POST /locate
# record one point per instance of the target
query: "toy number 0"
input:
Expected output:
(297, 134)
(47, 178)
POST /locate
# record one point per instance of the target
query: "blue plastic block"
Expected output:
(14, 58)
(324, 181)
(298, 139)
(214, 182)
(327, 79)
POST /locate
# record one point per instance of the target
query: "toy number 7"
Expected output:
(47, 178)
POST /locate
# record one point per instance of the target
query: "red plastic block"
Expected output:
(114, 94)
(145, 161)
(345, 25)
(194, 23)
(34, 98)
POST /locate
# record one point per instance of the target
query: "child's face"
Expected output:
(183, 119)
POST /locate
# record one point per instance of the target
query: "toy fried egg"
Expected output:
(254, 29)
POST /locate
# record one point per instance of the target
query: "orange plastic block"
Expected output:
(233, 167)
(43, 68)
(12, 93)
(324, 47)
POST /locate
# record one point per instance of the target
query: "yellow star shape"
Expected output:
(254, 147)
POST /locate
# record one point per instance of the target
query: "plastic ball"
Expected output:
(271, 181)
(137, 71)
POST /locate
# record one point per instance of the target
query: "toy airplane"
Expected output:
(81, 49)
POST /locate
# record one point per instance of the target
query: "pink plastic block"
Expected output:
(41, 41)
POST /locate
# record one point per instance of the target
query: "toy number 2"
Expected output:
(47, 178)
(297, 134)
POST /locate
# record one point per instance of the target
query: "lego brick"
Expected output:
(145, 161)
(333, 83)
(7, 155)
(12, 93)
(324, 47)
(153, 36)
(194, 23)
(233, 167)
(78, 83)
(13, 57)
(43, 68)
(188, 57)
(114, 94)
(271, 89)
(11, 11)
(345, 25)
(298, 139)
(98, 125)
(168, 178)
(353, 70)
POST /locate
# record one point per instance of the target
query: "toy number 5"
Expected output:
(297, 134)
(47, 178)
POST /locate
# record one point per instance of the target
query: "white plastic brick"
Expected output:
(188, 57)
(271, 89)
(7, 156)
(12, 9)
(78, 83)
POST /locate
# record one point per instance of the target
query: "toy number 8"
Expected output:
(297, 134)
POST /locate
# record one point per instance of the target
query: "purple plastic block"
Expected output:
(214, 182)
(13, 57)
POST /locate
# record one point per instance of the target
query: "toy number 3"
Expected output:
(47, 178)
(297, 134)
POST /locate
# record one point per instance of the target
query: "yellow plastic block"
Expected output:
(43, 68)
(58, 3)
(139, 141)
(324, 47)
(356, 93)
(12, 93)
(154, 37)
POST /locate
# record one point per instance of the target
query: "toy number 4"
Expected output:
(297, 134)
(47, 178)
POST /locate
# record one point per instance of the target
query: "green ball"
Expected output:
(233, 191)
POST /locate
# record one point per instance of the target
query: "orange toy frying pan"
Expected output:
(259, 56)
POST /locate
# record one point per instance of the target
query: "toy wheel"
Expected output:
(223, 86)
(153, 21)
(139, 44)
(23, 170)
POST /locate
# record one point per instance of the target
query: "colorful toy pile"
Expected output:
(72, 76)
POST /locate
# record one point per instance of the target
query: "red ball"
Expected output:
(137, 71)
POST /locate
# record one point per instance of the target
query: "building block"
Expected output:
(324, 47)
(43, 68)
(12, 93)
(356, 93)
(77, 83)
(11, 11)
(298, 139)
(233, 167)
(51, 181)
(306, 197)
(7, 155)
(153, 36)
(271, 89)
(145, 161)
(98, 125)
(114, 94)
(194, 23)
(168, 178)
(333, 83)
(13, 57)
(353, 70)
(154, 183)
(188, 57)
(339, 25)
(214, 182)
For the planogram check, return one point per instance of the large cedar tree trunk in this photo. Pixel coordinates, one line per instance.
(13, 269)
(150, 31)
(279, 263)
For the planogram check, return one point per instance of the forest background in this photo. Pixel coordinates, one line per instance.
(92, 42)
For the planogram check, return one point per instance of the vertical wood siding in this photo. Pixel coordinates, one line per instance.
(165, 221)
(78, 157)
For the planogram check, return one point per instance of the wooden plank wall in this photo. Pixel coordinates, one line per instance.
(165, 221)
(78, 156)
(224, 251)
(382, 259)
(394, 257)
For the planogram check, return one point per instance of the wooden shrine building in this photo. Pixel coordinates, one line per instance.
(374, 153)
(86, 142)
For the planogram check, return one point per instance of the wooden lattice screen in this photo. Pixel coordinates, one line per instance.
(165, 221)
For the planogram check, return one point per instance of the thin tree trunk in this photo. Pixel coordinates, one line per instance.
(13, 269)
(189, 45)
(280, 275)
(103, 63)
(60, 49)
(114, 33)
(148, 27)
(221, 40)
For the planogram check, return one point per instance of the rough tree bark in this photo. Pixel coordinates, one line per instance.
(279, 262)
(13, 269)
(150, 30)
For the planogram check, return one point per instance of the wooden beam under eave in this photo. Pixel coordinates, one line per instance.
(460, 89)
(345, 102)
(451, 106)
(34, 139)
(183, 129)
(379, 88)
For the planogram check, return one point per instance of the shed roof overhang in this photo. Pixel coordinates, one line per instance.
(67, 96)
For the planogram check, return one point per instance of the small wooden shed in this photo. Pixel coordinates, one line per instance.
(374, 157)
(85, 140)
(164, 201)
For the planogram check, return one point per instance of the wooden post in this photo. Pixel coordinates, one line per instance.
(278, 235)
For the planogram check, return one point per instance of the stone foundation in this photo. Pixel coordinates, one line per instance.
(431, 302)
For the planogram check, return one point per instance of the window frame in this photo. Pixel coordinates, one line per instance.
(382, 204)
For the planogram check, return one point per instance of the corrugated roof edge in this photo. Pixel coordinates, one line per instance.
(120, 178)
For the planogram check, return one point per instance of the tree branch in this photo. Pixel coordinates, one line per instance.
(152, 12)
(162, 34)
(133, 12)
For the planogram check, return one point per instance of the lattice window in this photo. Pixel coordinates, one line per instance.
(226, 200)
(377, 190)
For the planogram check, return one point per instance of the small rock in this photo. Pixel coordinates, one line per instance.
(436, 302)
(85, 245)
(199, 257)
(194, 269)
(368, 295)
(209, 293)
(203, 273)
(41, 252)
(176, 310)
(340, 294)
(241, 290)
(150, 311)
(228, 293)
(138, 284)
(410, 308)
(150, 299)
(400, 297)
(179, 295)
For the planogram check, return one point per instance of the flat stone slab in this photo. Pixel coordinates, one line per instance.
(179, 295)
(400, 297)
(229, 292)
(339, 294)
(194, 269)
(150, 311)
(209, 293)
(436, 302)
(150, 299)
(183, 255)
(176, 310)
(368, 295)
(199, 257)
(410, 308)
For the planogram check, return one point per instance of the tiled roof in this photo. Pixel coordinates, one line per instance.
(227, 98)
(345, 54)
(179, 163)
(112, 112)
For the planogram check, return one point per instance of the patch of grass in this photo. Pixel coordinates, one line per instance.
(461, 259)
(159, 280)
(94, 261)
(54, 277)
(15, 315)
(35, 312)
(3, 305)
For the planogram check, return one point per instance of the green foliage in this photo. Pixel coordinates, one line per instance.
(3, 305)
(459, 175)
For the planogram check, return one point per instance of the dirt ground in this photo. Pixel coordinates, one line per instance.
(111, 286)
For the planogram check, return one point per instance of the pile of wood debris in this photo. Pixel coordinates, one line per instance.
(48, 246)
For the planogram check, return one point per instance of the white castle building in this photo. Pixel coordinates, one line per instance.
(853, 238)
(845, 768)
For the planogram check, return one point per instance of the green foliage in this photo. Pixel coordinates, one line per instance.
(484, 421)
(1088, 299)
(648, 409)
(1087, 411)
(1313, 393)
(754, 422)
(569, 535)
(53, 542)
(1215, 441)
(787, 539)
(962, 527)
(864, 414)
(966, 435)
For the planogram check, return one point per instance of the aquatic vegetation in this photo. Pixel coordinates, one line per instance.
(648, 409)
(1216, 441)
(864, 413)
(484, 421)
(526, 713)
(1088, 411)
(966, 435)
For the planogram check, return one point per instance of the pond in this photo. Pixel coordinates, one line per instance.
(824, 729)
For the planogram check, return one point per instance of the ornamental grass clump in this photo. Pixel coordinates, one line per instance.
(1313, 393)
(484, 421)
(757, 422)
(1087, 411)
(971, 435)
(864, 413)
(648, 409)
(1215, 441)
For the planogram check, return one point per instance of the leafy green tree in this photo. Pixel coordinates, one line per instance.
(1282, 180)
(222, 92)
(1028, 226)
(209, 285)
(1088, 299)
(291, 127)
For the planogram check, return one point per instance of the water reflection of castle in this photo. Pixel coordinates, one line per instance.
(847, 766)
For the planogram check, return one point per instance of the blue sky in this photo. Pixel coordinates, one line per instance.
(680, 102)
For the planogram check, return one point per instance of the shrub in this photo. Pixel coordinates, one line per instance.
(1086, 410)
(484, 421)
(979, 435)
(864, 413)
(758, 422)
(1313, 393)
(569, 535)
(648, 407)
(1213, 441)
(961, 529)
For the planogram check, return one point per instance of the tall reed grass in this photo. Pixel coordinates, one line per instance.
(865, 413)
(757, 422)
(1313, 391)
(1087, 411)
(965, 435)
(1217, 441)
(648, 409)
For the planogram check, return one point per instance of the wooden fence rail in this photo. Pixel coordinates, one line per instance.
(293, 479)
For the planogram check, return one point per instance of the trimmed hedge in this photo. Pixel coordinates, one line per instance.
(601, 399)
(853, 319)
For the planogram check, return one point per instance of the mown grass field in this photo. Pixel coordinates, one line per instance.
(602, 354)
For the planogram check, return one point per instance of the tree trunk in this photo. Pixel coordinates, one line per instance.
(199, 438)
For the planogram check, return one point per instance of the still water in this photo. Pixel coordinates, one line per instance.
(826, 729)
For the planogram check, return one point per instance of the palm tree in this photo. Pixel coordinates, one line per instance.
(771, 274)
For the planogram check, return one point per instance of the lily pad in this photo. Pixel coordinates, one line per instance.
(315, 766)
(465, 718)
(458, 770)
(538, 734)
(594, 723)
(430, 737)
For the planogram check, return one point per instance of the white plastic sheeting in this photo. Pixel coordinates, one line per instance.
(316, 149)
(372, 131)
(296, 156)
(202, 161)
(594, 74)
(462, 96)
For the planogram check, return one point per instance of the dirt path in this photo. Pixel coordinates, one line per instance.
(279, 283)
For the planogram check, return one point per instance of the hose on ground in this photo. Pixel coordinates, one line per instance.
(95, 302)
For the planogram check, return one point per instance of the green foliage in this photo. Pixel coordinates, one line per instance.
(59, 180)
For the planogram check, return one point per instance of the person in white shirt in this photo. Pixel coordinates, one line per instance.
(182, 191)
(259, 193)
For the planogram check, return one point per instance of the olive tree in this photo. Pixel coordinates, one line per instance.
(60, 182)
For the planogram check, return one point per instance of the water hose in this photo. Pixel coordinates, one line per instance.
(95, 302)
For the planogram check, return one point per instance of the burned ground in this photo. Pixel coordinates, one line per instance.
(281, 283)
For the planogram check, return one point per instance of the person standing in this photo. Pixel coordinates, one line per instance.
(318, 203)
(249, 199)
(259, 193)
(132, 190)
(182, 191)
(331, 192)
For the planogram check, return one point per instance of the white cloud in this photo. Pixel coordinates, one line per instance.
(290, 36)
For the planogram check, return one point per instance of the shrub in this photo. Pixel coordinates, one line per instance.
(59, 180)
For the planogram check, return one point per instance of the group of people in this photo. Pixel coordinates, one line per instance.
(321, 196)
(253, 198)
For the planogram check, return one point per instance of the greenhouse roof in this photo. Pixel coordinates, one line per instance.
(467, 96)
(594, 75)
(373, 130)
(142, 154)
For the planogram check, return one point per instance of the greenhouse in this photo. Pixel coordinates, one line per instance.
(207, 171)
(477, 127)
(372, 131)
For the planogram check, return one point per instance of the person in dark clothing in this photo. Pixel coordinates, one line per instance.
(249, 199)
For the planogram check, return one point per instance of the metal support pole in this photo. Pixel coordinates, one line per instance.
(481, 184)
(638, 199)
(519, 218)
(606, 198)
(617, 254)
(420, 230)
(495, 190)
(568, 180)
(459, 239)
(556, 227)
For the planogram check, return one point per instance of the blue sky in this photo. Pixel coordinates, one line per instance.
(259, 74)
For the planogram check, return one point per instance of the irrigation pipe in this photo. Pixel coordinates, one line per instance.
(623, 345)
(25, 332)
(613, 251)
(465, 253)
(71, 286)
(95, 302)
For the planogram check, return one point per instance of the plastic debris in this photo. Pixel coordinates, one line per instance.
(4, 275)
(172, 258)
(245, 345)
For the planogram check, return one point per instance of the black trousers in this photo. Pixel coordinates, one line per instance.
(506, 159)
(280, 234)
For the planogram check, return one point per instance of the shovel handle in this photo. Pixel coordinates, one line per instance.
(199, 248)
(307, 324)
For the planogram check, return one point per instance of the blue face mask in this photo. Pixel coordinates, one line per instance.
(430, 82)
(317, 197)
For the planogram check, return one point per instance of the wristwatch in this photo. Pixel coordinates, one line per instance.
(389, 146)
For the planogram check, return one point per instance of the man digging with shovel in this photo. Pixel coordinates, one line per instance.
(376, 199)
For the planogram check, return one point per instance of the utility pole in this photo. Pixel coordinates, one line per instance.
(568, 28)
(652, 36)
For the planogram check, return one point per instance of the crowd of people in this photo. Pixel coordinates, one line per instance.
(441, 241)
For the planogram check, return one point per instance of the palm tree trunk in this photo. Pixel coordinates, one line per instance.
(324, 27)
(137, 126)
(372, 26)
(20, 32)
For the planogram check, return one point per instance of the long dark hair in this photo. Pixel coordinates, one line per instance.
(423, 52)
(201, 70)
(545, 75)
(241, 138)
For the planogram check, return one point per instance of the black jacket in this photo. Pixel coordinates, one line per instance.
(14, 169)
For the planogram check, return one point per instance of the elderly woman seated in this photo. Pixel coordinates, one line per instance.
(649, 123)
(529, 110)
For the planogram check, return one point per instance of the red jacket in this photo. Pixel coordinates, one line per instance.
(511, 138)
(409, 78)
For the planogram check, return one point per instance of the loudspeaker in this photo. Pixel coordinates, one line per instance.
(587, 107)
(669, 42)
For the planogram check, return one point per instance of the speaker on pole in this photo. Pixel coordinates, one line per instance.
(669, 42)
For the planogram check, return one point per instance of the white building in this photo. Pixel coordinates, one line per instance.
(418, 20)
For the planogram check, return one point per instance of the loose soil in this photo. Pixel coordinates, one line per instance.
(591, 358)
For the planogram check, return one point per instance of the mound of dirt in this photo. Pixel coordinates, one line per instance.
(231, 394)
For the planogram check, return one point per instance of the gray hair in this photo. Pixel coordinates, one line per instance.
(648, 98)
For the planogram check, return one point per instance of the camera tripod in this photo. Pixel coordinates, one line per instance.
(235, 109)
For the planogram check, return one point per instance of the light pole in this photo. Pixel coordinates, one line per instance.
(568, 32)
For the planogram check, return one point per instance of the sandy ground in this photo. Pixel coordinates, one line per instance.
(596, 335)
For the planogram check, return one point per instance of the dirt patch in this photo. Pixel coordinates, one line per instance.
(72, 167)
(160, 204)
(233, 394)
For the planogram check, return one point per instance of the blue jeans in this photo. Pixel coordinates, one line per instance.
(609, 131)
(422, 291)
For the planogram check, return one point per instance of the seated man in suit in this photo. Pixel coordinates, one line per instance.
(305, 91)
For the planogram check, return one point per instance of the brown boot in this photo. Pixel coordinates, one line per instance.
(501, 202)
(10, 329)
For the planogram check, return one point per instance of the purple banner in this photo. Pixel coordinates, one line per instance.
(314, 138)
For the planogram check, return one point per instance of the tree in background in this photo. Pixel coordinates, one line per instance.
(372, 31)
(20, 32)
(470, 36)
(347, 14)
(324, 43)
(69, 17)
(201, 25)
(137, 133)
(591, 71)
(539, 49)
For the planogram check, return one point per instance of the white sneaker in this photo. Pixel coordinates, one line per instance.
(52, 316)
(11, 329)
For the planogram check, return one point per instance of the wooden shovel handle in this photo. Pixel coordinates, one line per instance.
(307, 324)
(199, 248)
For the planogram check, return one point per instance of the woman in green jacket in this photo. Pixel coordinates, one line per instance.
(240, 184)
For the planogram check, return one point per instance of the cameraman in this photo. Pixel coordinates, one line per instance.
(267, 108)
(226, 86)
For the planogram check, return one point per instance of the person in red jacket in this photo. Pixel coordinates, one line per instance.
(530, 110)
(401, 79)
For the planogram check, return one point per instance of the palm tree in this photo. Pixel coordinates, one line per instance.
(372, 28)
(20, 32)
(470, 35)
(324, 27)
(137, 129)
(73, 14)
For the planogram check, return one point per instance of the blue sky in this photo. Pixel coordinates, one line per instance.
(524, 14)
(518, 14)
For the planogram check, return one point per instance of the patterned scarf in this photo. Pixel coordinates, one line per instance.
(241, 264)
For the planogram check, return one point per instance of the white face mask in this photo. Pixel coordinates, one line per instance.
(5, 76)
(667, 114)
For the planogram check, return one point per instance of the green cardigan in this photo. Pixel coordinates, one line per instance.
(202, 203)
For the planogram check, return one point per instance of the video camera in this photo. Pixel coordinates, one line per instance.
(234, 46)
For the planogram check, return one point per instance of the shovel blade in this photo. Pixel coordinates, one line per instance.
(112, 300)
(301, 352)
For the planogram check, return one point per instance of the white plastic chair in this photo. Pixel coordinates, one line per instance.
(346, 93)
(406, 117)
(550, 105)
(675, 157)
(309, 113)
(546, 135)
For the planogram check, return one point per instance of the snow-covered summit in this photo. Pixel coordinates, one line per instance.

********

(Instructions for the task): Please copy each line from the material above in which the string "number" appears.

(Written response):
query: "toy number 0"
query: "toy number 7"
query: "toy number 2"
query: "toy number 5"
query: "toy number 8"
query: "toy number 3"
query: "toy number 4"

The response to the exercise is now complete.